Begin DOCUMENT SECTION
While the dry spell is a point of frustration, there isn’t an ounce of worry about it taking a toll on his psyche. As he explains, his expectation is his superpower. He’s strongest between the ears.
“Golf is a game, if you’re on the golf course for five hours, action is what? Fifty seconds at most, every five to 10 minutes?” he says with a grin. “It’s a lot of dealing with your own thoughts.”
The most prescient reminder comes every time Rahm opens his closet to see a green jacket. That, of course, was the victory that made Rahm’s last 12 months: a four-shot throttling at the Masters that gave him his second — and golf’s most elusive — major.
He admits now that he woke on the morning following the biggest win of his life feeling terrible, mentally and physically exhausted from playing nearly two full rounds on a weather-delayed Masters Sunday.
He sat in bed the following morning staring at the green jacket in a state of groggy disbelief. It was real, but it didn’t feel real. Spare for the new attire, it was a Monday morning like any other.
Then Kelley handed him her phone.
“Somebody sent me a photoshop of Seve and I shaking hands wearing our green jackets,” Rahm remembers. “It was kinda funny, Kelley went from seeing me smile to seeing tears on my face.”
End DOCUMENT SECTION
Begin DATASET RECORDS
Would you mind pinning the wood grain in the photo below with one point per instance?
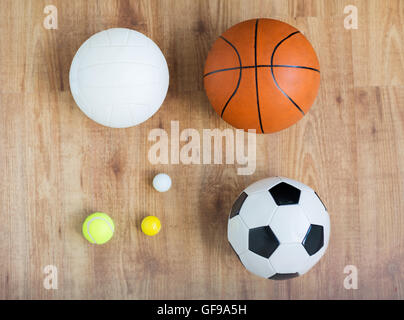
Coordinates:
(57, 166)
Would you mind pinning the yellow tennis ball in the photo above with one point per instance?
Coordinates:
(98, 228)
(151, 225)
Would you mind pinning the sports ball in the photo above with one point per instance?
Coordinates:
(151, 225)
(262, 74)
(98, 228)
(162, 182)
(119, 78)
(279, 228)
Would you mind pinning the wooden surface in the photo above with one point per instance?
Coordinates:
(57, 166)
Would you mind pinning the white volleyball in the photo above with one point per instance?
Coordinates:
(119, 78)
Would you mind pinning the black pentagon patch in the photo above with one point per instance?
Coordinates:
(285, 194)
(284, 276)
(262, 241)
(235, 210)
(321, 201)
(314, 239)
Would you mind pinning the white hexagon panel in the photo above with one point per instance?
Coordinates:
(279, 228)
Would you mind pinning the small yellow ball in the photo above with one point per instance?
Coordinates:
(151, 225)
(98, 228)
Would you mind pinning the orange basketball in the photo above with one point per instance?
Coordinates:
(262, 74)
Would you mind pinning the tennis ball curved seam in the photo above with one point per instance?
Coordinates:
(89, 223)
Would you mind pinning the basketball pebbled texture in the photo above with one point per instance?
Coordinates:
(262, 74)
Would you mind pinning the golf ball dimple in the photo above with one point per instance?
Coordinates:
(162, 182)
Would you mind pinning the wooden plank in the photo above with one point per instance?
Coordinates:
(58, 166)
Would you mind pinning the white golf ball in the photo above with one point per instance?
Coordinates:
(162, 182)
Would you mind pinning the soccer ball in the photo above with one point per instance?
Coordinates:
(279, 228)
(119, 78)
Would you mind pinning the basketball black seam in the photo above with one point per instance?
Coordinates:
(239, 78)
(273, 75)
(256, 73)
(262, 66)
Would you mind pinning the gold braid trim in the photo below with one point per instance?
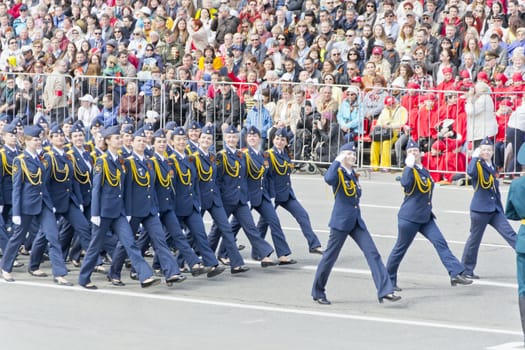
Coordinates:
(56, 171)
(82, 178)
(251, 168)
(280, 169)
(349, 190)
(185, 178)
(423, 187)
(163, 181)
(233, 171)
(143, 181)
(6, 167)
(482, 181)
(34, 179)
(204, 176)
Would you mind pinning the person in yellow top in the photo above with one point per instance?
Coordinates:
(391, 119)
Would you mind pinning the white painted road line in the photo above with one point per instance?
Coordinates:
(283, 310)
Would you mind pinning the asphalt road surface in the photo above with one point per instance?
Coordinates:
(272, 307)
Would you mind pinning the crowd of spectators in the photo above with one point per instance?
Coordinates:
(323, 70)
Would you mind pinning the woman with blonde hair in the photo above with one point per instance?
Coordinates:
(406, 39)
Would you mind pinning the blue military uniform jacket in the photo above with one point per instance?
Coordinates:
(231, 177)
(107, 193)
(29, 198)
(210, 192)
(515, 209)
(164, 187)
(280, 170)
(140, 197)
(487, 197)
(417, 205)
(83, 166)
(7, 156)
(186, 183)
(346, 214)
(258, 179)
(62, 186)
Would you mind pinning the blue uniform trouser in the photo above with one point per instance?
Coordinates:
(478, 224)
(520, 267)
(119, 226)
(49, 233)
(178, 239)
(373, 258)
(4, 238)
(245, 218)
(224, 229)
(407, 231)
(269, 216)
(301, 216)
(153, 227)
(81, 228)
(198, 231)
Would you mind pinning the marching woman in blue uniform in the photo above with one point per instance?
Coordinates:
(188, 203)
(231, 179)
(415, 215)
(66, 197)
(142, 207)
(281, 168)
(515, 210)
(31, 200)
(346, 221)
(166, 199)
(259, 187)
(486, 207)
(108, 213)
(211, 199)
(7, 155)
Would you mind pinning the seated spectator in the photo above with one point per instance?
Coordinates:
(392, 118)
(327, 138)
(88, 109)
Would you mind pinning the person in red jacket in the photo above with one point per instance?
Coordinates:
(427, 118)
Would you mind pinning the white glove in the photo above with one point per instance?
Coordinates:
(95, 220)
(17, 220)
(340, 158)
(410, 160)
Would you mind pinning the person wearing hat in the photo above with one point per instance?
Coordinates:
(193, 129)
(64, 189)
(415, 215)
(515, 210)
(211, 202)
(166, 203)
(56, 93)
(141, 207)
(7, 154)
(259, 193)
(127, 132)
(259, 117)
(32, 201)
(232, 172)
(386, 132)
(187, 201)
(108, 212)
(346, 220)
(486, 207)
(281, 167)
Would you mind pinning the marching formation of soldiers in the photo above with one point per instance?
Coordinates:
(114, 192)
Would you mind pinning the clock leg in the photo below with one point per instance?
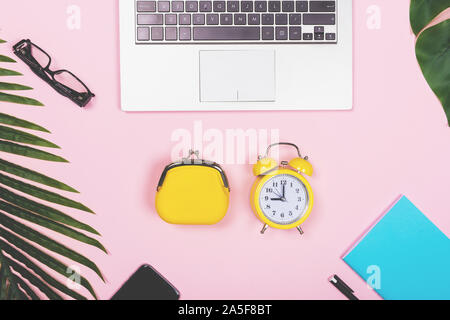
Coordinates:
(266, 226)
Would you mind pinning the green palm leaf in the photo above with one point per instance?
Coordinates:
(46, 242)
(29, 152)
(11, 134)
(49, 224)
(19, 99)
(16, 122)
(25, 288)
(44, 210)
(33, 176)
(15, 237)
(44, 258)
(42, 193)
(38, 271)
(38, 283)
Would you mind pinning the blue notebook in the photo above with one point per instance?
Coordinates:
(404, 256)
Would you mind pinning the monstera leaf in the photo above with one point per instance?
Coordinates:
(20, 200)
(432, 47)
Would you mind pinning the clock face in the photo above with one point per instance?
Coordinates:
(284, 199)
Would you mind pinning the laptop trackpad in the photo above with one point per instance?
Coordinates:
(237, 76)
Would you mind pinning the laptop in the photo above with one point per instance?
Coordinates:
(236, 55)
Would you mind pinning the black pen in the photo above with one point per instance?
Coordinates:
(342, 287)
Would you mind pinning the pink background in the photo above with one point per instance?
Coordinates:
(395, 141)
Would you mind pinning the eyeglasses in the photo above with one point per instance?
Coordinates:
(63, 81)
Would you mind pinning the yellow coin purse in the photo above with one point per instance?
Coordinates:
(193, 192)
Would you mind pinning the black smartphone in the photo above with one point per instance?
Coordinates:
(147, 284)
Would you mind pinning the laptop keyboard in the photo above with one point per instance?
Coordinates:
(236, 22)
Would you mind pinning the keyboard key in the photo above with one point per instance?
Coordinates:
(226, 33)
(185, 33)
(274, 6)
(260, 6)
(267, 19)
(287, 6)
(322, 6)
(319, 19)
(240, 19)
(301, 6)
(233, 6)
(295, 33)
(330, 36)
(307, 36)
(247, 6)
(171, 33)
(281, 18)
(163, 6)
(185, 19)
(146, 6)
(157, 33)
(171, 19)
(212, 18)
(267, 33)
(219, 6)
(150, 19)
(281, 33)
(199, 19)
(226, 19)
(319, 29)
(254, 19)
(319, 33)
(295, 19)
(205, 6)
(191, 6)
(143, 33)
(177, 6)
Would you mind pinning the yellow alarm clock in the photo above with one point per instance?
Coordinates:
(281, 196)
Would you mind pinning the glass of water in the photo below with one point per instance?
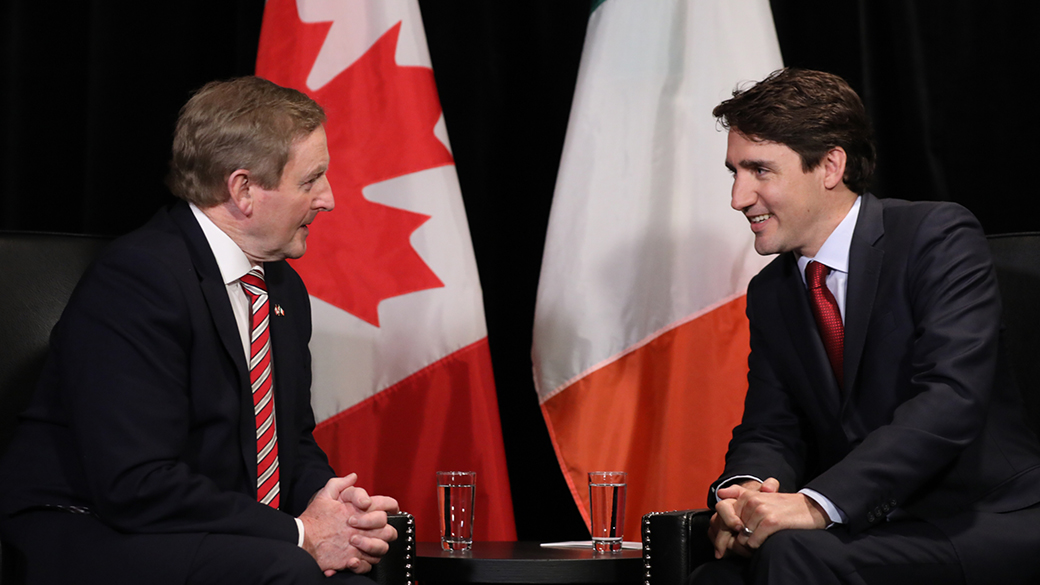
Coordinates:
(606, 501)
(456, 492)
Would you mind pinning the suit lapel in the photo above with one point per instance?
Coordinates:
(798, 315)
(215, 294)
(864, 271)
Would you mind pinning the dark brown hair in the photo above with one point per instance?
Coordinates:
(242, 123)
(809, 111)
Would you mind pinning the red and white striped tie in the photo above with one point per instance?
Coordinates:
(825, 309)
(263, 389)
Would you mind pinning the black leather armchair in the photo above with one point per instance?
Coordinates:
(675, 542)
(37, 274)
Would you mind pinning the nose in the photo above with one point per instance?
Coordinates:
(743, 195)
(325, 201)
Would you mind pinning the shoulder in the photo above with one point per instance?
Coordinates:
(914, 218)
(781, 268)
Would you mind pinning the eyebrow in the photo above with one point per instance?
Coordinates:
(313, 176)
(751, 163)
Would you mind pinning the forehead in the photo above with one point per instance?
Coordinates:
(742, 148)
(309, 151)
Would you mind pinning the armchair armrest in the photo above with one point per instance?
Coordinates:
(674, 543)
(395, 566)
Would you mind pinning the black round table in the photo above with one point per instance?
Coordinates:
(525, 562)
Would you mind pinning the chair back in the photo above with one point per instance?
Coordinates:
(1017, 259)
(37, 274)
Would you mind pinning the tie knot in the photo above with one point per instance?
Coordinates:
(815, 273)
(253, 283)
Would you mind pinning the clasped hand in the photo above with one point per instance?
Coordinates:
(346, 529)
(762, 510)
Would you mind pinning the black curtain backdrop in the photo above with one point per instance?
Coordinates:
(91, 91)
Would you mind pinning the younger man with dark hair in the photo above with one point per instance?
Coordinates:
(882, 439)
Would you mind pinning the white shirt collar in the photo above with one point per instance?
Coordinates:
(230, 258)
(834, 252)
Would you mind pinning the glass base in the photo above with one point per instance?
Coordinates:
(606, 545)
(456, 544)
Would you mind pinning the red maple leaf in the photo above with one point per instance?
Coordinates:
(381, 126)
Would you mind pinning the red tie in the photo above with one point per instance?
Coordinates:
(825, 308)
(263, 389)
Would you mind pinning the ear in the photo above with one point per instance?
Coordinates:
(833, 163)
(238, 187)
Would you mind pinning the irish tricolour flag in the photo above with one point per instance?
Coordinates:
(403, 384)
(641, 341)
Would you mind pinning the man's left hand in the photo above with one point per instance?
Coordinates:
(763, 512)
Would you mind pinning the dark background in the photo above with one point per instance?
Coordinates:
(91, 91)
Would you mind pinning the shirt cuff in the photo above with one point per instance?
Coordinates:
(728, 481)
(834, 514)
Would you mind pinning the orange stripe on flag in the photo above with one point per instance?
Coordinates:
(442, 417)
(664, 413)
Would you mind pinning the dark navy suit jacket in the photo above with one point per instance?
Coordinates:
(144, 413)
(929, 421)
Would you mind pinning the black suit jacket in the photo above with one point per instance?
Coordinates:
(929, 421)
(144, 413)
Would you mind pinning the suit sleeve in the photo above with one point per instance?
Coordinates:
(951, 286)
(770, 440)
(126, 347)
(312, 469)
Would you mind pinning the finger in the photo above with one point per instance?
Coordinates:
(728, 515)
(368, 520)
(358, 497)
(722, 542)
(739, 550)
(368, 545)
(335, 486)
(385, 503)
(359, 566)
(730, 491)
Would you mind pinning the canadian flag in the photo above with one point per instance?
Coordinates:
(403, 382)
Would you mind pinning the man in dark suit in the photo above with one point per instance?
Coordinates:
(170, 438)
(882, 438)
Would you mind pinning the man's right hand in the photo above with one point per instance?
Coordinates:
End DATASET RECORDS
[BRIEF]
Write the next few paragraphs of the article on Rahm and his Masters win, starting after the quote ending "seeing tears on my face."

[RESPONSE TO THE TASK]
He pauses.
“I mean, I was absolutely bawling. In that moment, I realized what it meant.”
“THERE’S STILL A LOT TO DO,” Rahm says when the topic of legacy arises.
No kidding.
It’s been the best year of his life, but the line between very good and great is still blurry as it relates to him historically. He is about the only player in pro golf who can claim with some legitimacy that 21 career wins and two majors is only scratching the surface of his overall potential. If he realizes the entirety of that potential before he turns 40, he will be remembered as one of the greatest players ever.
It’s the hope of every professional golfer that the best is yet to come, and with Rahm, it might actually be true.
“I’ve done pretty well, but I’m still so early in my career,” he says in a tone not wistful but resolute. “Hopefully I can keep adding to it.”
Legacy means something different in professional golf today than it did when he arrived on scene — but Rahm’s disposition has not changed on the matter. He has proven a relentlessly independent thinker, irrespective of who that might offend.
In perhaps the most prescient example of that, he has retained a tight relationship with his longtime mentor and friend, Phil Mickelson, while maintaining his loyalty to the PGA Tour. That hasn’t always been an easy tightrope given Mickelson’s fraught relationship with the Tour, but Rahm has remained almost impervious to the awkwardness.
“Nothing about me has changed,” he says. “Just the questions I receive.”
What has changed is his perception of the ways he will eventually be remembered, particularly as he watches his hero, Tiger, enter the sunset of his playing career.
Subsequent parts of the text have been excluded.